2016.04.21

大丈夫ですか? その指先

今回の話は、何か特別な式で祝福だけが行なわれる場合についてではありません。飽くまで、御ミサの御聖体拝領の行列の中、御聖体を拝領する人と祝福を受ける人が混在する場合についてです(私たちの現在の御ミサは大抵それであるわけですが)。
言いたいことは簡単です。上のイラストによって全てを理解した人は、以下を読んで下さる必要はありません。

私も、洗礼志願者だった時、御ミサの御聖体拝領の列に並んで司祭から祝福を受けていました。その時は特にそれに疑問を感じていませんでした。しかし、最後の最後になって(信者になって、或る理由で御聖体拝領ではなく祝福を受けた時)「あれ?」と思ったのでした。それは、司祭が私の頭の上に手をベタッと置いたことでした。謂ゆる「按手」式の祝福。で、私はその時、こう思ったのでした。「え? 私の頭に触ったその指で、次の人のための御聖体を持つの?」と。そして、「どうしてそうベタッと触るかな。頭に触らずに祝福することを考えないのかな」と。──思えば、これは洗礼志願者の頃から気づいていいことでした。私もぼんやりしたものでした。

ただ、こう言えるかも知れません。「司祭がその種の祝福の仕方をする時でも、もし御聖体を持つことになる人差し指と親指の先を相手の人の頭に触れないようにしているなら、問題ない」と。

提供データ:
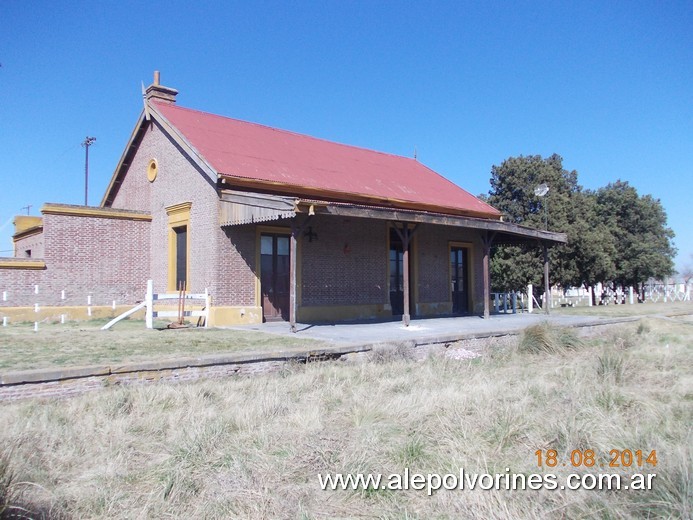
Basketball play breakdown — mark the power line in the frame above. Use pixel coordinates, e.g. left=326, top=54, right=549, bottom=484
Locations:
left=82, top=136, right=96, bottom=206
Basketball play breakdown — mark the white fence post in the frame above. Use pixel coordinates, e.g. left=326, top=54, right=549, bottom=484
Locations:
left=205, top=287, right=212, bottom=329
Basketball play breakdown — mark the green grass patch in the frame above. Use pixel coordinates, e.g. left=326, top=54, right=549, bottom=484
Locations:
left=0, top=320, right=323, bottom=371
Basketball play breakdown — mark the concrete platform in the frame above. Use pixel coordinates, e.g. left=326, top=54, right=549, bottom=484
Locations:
left=232, top=313, right=640, bottom=345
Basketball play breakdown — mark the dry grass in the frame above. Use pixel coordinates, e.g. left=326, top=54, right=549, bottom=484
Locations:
left=0, top=320, right=328, bottom=371
left=0, top=319, right=693, bottom=519
left=551, top=301, right=693, bottom=318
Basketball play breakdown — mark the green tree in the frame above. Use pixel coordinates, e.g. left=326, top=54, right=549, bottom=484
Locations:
left=487, top=154, right=581, bottom=291
left=596, top=180, right=676, bottom=294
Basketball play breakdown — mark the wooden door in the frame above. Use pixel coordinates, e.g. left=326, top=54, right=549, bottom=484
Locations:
left=388, top=229, right=416, bottom=316
left=450, top=247, right=469, bottom=314
left=260, top=234, right=290, bottom=321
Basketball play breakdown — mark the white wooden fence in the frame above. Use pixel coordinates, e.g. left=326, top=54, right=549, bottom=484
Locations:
left=144, top=280, right=211, bottom=329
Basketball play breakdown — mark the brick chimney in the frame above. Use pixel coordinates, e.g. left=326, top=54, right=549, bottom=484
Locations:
left=145, top=70, right=178, bottom=104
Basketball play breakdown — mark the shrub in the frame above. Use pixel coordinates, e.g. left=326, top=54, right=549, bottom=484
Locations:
left=518, top=323, right=584, bottom=354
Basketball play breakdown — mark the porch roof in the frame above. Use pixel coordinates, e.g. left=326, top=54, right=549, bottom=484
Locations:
left=219, top=190, right=568, bottom=244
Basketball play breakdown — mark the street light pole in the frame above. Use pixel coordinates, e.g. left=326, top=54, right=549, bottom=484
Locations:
left=82, top=136, right=96, bottom=206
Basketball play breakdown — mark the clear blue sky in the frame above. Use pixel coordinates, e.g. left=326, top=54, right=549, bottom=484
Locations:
left=0, top=0, right=693, bottom=272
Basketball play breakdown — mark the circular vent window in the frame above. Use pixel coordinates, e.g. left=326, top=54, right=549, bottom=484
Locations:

演習課題:
• a. 原典資料に基づき、次の問いに答えてください。
(i) 御聖体拝領の列に並んで司祭から祝福を受けていた当初、筆者はどのような立場でしたか。
(ii) 司祭が筆者の頭の上に手を置いて行った祝福は、何式の祝福と呼ばれていますか。
(iii) 「問題ない」と言えるのは、司祭がどの指の先を相手の頭に触れないようにしている場合ですか。
• b. リストの冒頭から「left=0, top=320, right=323, bottom=371」を含む行までの各行を、両端の行も含めて一字一句そのまま打ち直してください。画像は含めないでください。

課題別解答:
• a.
(i) 洗礼志願者
(ii) 「按手」式
(iii) 御聖体を持つことになる人差し指と親指の先

• b.
Basketball play breakdown — mark the power line in the frame above. Use pixel coordinates, e.g. left=326, top=54, right=549, bottom=484
Locations:
left=82, top=136, right=96, bottom=206
Basketball play breakdown — mark the white fence post in the frame above. Use pixel coordinates, e.g. left=326, top=54, right=549, bottom=484
Locations:
left=205, top=287, right=212, bottom=329
Basketball play breakdown — mark the green grass patch in the frame above. Use pixel coordinates, e.g. left=326, top=54, right=549, bottom=484
Locations:
left=0, top=320, right=323, bottom=371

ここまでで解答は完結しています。